● SET EXERCISE A: Copy the rows below word for word. Start with the line containing "Consider the photo above. For every instance of the misty" and continue through the final row, including both.

Feature Image: Michael Schwab
Demands for a cull of Saltwater Crocodiles in Northern Australia and Queensland are an ever-present whisper in the ears of the regions masses. Every now and then these whispers intensify, often following a tragedy, and reach national headlines, where the subject and discourse polarise people.
“How can we stop the next crocodile attack?”
Answers to this question are broad and diverse. But, culling advocates have a ubiquitous presence in these discussions.
As of July 2018, the most recent calls for a crocodile cull have come from Northern Australia politicians. The most vocal proponents of a cull being far-right figures, such as Bob Katter, whom renewed their advocacy to the public after the non-fatal mauling of a teenage boy and the fatal mauling of a spearfisherman.
The teenager entered the Johnstone River on the drunken dare of a friend. He staggered into the croc-infested waters and, surprisingly, was mauled by a crocodile, but lived to tell the tale. The spearfisherman’s death is unfortunate. He was taken from the coast of Northern Queensland near Innisfail, in an area known to be inhabited by crocodiles. His body was later found with lacerations consistent with a crocodile attack.
It is important not to adopt knee-jerk reactions in response to such events. The legitimacy of a cull is important, as bills have been proposed, and rejected for now, on several occasions. It would only take one successful bill, implemented in hysteria, to once again threaten the future of a keystone species.
What legitimacy does a crocodile cull have?
Such a question can only be understood in the context of the last century of crocodile populations fluctuation. During this time, they were pushed to the brink of extinction. (This article uses the general term of ‘crocodile’ to denote purely the saltwater species, as this is the most active target of culls).
A bleak history?
In the 1970s, several bills were introduced and implemented in state parliament that assigned ‘protected’ status to crocodiles across Northern Australia. It took close to a decade to achieve this outcome because, in spite of scientific recognition, the parties in power were highly reluctant and oppositional to this protection on the grounds of ecological importance.
Nonetheless, by the late 1970’s crocodiles were unanimously protected across all jurisdictions of Australia – this protection was extended to Freshwater Crocodiles.
Before this, the species had been hunted relentlessly for their hide and out of contempt. Due to a lack of regulation, it was essentially open season year-round. Crocodiles were on the brink of extinction. In the era before protection, intense hunting wiped out 95 to 98 percent of wild crocodiles.
The total population of Saltwater Crocodiles was down to roughly 3000 individuals in Australia – its lowest populous since the days of the Asia-Australia consummation.

● Some rows:

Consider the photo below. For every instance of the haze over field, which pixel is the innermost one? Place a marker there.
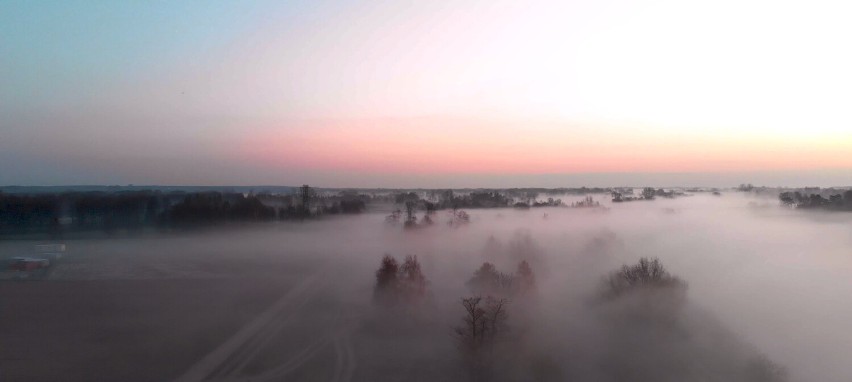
(759, 285)
(479, 191)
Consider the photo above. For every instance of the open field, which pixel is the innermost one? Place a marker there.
(290, 301)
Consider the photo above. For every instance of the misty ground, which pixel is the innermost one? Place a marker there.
(293, 301)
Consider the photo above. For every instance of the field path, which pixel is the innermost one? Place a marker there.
(233, 355)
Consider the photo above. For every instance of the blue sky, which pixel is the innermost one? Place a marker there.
(438, 93)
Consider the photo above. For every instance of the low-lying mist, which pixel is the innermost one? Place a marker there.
(763, 295)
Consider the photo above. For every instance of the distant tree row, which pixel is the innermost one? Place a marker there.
(133, 210)
(836, 202)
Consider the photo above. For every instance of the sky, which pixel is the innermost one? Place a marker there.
(426, 94)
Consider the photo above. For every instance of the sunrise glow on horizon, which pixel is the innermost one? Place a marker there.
(445, 92)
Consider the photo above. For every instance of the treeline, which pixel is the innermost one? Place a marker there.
(834, 201)
(134, 210)
(641, 309)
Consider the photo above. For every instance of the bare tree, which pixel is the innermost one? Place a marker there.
(387, 282)
(412, 282)
(483, 325)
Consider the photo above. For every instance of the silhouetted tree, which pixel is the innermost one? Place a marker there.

● SET EXERCISE B: Write what comes next in the passage on crocodile culls in northern Australia, starting after its last sentence.

● FINAL ANSWER A:
Consider the photo above. For every instance of the misty ground, which pixel is the innermost one? Place a marker there.
(293, 301)
Consider the photo above. For every instance of the field path, which pixel is the innermost one? Place a marker there.
(233, 355)
Consider the photo above. For every instance of the blue sky, which pixel is the innermost one? Place a marker there.
(438, 93)
Consider the photo above. For every instance of the low-lying mist, which pixel is the innermost one? Place a marker there.
(763, 295)
Consider the photo above. For every instance of the distant tree row, which pixel is the innermost one? Place a marker there.
(133, 210)
(836, 202)
Consider the photo above. For every instance of the sky, which pixel is the innermost one? Place a marker there.
(426, 94)
Consider the photo above. For every instance of the sunrise glow on horizon, which pixel is the innermost one? Place a marker there.
(445, 92)
Consider the photo above. For every instance of the treeline, which pixel is the innermost one? Place a marker there.
(834, 201)
(134, 210)
(641, 309)
Consider the photo above. For every instance of the bare tree, which pixel is the innermost one? Place a marker there.
(387, 282)
(412, 282)
(483, 325)
Consider the photo above. For every instance of the silhouetted tree, which pixel is the innermost one? Place a marker there.

● FINAL ANSWER B:
The protected status was a welcome embrace for the species, which bounced back with a vengeance. It is estimated that there are now around 100,000 Saltwater Crocodiles inhabiting the waters of Australia.
In fact, the revival of the crocodile population is one of the conservation success stories of Australia. (Hence, the question mark in the title of this subsection). But, not everyone has embraced this rejuvenation.
“Crocodiles are now a serious risk to humans”
Some suggest that the population of crocodiles living in proximity to humans has reached such a level, that they are now threatening the safety of humans.
Too many crocodiles?
Visit any local venue in the Northern Territory and you will likely hear long-term Territorians recounting a time when they used to swim in the regions waterways. But, many are now hesitant to walk the banks of those same waterways.
To many, this is evidence of a problem. Crocodiles are now of a populous which is infringing on human safety. While many people do not remember the time before the crocodiles near-extinction, they demand a resolution to the situation. They demand a return to a time when waterways were safe to swim in.
In the 40 years following the total protection of crocodiles in Northern Australia, there has been a total of 33 fatalities directly attributable to crocodile attacks – the Northern Territory is the main location of these attacks, accounting for nearly 75 percent of the fatalities. Rates of attack have increased slightly over this period, although they remain an extremely rare incident – from around 1 attack to 1.4 attacks per year.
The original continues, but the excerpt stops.